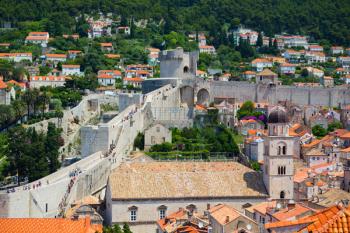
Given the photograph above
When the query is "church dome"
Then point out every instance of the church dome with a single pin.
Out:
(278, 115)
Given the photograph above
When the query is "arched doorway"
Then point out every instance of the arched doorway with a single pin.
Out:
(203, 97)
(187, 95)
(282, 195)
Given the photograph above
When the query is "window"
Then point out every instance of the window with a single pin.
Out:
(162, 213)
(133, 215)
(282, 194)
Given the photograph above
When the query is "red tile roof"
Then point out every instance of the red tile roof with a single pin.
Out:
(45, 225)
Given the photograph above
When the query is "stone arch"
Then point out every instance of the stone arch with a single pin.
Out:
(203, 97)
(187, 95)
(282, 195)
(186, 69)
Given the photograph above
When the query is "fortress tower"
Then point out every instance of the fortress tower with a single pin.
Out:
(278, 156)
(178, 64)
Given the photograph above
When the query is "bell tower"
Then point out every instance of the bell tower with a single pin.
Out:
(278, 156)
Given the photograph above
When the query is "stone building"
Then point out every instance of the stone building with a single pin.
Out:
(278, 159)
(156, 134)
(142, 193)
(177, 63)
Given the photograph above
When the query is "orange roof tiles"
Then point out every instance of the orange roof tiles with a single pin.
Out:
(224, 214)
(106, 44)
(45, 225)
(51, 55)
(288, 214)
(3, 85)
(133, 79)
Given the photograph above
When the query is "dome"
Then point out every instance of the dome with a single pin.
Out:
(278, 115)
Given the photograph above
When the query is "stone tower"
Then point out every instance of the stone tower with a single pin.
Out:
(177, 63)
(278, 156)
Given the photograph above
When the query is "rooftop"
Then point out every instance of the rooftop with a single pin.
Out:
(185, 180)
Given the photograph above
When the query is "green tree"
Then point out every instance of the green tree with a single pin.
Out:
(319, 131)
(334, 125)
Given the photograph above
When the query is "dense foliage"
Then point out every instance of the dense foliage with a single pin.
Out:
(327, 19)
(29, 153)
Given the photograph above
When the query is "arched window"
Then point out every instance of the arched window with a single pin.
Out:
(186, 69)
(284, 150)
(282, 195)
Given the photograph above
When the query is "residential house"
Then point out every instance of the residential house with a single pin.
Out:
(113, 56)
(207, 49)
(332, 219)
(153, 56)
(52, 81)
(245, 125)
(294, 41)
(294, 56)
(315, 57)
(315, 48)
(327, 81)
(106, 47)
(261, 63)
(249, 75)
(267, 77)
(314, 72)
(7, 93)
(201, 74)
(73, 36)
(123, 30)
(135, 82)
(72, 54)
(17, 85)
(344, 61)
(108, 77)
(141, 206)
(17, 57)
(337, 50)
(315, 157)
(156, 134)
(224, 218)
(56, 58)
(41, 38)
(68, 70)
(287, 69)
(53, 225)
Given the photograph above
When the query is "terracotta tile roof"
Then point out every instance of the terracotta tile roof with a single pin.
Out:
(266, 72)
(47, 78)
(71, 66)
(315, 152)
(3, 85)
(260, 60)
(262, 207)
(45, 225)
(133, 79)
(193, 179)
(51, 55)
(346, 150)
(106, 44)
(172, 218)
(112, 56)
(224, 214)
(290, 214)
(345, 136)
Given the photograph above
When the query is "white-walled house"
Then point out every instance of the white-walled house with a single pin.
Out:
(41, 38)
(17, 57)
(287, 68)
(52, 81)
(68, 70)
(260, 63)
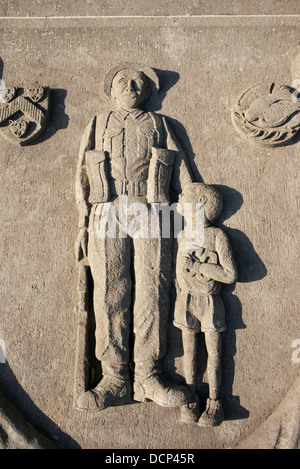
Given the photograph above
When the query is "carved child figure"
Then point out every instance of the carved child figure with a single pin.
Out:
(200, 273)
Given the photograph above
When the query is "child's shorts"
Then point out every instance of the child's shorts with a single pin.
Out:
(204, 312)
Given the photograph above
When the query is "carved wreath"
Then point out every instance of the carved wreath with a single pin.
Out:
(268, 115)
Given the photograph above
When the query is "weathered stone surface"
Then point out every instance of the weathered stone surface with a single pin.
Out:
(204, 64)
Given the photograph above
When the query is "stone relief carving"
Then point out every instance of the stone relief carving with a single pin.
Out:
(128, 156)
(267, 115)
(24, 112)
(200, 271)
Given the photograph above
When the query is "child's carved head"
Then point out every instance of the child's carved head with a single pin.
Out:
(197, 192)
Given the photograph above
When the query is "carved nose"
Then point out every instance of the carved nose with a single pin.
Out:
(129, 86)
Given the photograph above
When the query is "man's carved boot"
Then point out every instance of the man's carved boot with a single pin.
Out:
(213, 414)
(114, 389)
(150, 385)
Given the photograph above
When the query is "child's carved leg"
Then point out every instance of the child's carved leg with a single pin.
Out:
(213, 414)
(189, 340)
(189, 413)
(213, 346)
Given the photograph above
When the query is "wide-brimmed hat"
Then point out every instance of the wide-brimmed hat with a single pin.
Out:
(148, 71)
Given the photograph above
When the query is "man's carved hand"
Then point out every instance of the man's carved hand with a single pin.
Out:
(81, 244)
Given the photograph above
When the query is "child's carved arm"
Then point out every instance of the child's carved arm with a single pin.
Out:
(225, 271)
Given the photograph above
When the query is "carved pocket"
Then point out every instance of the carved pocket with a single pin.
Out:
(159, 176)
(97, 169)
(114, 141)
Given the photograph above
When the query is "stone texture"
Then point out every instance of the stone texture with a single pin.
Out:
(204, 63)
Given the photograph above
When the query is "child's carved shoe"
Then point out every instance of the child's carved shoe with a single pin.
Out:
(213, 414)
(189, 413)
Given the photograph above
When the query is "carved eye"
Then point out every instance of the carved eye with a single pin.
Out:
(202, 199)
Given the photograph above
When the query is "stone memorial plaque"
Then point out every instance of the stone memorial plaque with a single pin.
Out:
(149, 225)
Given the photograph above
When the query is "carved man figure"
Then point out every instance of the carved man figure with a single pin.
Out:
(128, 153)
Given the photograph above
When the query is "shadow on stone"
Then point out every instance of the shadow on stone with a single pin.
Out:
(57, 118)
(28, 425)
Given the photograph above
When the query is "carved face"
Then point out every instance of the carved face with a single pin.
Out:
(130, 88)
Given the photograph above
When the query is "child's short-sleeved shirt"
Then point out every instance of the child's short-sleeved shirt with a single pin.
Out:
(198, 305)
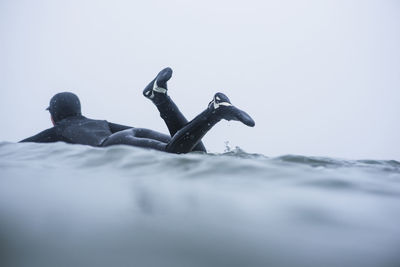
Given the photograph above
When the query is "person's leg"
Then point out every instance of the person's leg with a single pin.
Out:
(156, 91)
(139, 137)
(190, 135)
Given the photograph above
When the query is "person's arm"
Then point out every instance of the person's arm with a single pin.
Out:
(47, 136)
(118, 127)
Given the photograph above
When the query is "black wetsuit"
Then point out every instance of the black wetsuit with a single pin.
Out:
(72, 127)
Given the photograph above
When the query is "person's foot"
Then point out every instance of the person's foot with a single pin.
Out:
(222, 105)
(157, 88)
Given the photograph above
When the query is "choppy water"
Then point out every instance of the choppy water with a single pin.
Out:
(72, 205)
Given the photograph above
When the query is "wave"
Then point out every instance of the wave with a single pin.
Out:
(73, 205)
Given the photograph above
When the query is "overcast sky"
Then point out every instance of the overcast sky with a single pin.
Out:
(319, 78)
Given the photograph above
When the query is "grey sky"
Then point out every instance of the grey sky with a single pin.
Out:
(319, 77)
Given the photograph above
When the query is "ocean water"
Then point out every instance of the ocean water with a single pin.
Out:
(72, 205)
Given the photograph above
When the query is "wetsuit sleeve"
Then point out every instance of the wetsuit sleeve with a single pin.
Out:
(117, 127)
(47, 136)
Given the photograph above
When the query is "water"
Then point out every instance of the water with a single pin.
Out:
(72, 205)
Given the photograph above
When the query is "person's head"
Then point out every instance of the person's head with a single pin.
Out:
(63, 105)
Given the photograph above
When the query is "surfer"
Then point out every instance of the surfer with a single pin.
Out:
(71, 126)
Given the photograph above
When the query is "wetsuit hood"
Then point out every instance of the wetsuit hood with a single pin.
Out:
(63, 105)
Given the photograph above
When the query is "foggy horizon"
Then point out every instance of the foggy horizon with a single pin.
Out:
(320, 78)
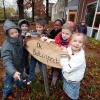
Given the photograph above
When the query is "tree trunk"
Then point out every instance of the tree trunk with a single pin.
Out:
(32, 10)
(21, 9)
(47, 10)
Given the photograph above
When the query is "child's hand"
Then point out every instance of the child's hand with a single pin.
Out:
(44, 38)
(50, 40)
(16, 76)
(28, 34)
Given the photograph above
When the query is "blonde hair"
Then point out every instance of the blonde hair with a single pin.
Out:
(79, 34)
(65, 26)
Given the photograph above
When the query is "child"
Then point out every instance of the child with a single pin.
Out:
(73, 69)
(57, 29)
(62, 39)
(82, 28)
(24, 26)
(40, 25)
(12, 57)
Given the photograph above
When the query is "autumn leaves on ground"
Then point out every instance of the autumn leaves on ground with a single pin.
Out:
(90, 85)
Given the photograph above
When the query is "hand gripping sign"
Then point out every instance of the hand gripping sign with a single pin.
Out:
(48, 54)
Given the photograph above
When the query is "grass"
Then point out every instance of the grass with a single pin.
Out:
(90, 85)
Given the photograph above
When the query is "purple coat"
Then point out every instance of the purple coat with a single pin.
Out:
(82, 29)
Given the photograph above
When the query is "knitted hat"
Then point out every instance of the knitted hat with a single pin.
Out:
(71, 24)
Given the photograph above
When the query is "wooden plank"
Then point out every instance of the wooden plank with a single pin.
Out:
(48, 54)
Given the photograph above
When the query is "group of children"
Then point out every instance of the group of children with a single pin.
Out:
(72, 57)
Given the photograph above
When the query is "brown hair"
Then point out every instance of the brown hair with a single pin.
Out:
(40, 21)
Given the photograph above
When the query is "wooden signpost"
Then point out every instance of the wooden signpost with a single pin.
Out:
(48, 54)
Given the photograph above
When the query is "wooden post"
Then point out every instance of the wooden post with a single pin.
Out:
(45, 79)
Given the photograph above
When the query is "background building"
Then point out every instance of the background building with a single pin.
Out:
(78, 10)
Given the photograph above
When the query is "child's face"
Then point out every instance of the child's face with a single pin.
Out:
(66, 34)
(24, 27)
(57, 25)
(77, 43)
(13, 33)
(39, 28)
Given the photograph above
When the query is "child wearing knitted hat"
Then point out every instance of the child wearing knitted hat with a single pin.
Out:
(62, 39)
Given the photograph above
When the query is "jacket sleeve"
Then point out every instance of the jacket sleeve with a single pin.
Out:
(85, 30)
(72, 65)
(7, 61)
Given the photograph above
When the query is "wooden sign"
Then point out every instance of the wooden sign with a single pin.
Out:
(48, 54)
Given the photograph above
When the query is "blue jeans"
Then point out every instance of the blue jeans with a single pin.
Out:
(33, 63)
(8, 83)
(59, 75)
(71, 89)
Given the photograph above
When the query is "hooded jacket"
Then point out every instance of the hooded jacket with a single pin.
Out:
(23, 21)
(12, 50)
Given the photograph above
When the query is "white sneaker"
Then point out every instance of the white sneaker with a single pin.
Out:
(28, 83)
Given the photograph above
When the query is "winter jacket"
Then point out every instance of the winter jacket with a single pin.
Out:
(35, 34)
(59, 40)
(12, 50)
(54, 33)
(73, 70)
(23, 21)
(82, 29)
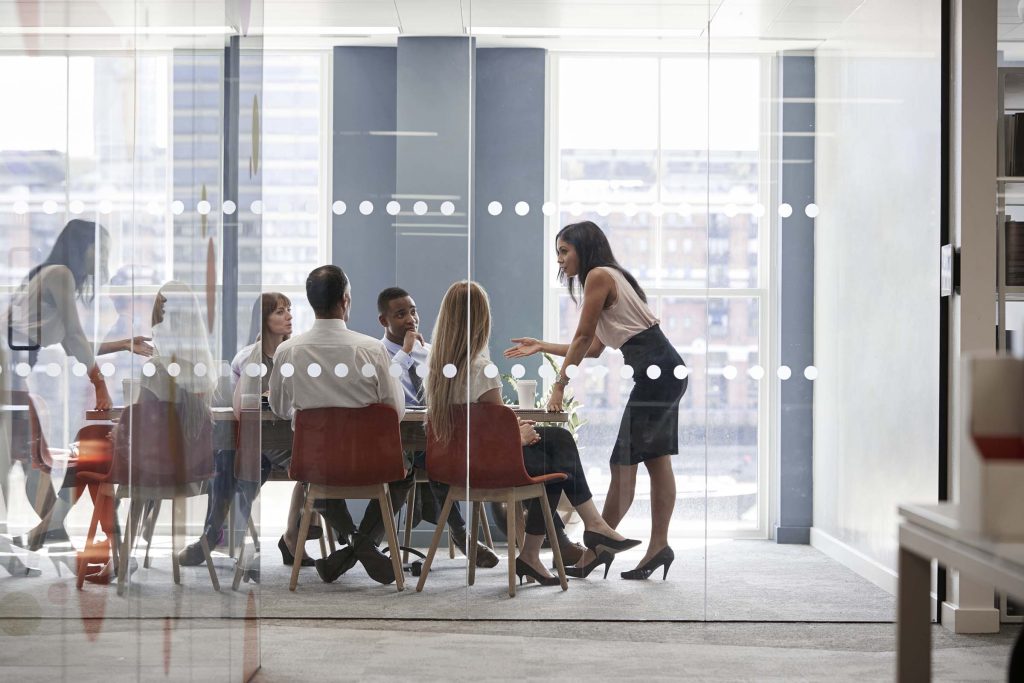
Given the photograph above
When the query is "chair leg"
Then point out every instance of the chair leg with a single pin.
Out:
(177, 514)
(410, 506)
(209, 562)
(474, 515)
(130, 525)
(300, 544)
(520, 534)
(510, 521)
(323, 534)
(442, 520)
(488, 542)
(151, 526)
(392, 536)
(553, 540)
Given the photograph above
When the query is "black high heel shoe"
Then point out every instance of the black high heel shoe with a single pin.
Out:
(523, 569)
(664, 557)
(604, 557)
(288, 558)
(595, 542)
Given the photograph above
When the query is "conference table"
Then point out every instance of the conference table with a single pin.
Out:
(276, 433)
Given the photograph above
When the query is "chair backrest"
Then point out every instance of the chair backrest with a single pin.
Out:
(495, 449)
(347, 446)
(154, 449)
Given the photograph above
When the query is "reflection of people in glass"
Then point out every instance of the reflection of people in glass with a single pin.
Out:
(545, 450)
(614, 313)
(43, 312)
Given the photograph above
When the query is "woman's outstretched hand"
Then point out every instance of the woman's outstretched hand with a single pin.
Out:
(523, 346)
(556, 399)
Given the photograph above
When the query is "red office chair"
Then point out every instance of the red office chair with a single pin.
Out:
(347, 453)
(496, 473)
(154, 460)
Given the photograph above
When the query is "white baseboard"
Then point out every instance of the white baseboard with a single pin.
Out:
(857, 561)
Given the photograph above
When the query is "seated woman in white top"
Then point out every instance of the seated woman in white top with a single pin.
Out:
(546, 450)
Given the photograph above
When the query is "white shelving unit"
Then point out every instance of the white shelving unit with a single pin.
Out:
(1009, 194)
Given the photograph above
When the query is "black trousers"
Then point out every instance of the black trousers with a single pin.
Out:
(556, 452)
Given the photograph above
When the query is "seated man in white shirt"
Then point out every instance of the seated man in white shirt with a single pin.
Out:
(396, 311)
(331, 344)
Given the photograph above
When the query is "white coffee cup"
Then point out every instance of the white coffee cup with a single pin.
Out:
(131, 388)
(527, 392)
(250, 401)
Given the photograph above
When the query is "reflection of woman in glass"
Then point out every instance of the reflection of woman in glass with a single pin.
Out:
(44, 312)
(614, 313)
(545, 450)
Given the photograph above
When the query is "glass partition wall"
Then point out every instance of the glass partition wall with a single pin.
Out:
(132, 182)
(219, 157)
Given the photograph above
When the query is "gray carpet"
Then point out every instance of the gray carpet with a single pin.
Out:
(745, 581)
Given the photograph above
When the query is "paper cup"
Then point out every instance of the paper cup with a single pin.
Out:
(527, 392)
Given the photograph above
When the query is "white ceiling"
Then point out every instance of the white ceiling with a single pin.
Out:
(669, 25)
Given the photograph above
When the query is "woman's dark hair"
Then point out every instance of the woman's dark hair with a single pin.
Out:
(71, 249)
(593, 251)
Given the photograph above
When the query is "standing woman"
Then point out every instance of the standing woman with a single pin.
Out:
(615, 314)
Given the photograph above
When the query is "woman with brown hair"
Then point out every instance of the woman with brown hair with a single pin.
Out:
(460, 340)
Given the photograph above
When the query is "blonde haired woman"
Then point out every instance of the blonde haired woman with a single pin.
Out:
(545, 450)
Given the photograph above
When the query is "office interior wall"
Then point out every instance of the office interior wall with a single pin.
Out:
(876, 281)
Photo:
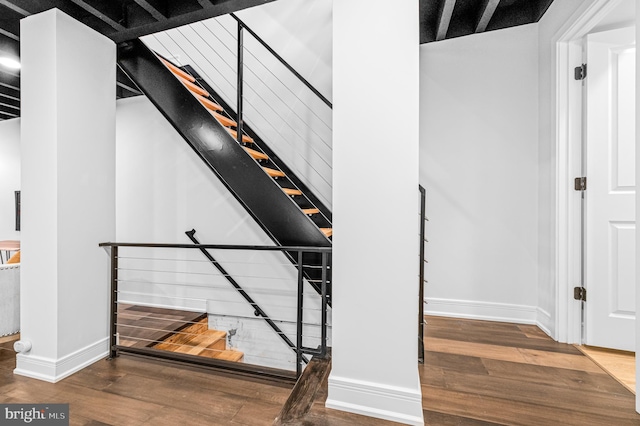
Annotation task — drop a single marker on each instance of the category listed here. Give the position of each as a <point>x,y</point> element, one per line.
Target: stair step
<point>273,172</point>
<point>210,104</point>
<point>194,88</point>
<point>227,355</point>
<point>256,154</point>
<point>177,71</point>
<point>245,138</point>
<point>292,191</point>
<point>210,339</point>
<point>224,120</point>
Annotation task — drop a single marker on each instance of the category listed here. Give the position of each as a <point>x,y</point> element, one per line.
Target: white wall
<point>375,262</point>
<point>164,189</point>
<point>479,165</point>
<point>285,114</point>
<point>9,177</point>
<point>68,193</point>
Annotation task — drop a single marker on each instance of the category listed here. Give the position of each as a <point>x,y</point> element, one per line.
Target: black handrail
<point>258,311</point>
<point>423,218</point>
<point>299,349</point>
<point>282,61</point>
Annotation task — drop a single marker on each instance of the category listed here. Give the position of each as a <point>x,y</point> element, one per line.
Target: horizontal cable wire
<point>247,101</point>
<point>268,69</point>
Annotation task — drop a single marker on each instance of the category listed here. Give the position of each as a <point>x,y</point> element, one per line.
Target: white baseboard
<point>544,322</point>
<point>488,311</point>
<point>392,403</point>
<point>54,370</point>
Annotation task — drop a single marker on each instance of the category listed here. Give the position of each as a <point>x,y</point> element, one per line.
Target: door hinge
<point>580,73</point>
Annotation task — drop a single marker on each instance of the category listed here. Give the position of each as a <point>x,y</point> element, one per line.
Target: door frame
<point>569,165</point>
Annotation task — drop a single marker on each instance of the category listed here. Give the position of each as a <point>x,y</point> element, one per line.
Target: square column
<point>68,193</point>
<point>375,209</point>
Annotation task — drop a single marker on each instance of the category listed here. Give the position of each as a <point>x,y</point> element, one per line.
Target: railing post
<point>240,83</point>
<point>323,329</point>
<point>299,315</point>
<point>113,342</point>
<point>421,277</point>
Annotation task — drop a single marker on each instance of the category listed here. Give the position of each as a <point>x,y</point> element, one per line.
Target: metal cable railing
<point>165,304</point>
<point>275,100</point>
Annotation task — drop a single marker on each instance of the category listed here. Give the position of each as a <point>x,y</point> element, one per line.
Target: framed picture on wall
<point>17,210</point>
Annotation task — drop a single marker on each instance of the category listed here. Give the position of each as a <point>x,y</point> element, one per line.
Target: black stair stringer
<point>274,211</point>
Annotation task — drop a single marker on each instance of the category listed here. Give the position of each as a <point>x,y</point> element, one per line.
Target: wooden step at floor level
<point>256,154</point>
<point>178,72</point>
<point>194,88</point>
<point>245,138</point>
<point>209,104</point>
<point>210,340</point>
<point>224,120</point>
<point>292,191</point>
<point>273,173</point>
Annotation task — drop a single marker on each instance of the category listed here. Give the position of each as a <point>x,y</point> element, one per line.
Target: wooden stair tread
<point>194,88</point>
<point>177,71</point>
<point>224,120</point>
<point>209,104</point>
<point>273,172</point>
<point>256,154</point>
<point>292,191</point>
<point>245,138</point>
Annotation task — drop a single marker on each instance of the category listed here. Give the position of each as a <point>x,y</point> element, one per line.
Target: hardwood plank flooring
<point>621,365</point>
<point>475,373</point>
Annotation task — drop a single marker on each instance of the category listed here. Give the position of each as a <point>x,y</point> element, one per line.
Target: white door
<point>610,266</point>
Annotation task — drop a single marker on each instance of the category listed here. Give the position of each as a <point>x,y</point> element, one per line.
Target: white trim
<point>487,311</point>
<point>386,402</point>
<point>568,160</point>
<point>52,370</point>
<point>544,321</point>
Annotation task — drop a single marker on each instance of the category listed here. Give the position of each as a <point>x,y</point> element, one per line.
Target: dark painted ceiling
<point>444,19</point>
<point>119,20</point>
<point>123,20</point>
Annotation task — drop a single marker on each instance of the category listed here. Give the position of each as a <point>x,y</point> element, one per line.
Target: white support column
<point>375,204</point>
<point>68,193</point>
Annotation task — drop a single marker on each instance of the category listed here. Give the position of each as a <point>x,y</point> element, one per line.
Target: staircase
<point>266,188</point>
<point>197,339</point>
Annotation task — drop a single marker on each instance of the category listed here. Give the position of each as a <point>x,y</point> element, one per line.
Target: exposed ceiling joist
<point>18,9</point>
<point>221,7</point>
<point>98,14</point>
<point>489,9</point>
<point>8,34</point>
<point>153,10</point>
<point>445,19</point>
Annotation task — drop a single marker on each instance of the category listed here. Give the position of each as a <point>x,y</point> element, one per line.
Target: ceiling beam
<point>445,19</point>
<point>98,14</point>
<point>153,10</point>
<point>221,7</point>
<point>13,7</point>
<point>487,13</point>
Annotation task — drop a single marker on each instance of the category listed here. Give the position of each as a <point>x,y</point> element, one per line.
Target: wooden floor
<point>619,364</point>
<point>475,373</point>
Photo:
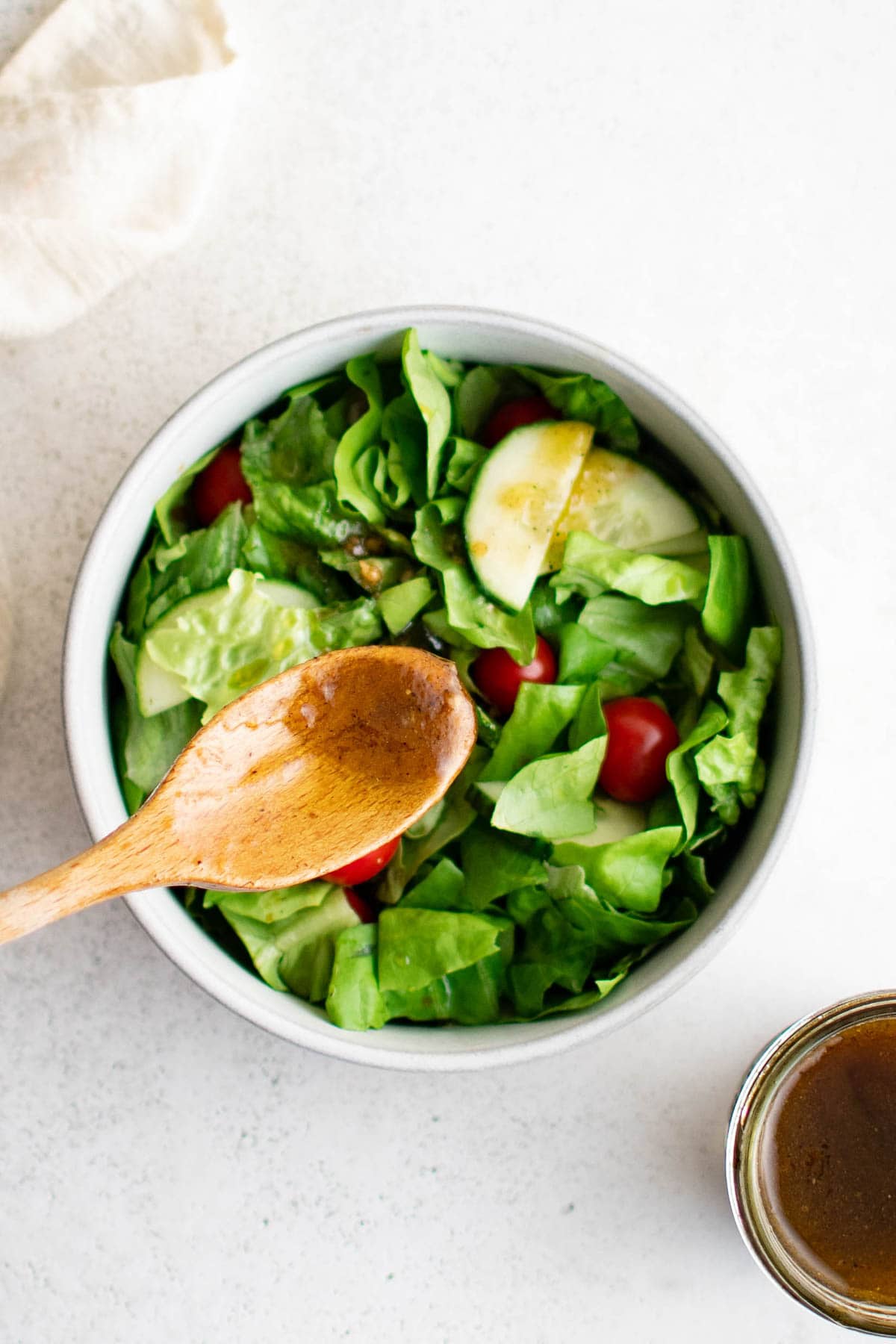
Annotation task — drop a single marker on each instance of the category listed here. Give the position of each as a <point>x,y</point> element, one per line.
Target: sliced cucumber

- - - - -

Go through the entries above and report how many lines hold the word "fortress". Nothing but the number is needed.

Your solution
2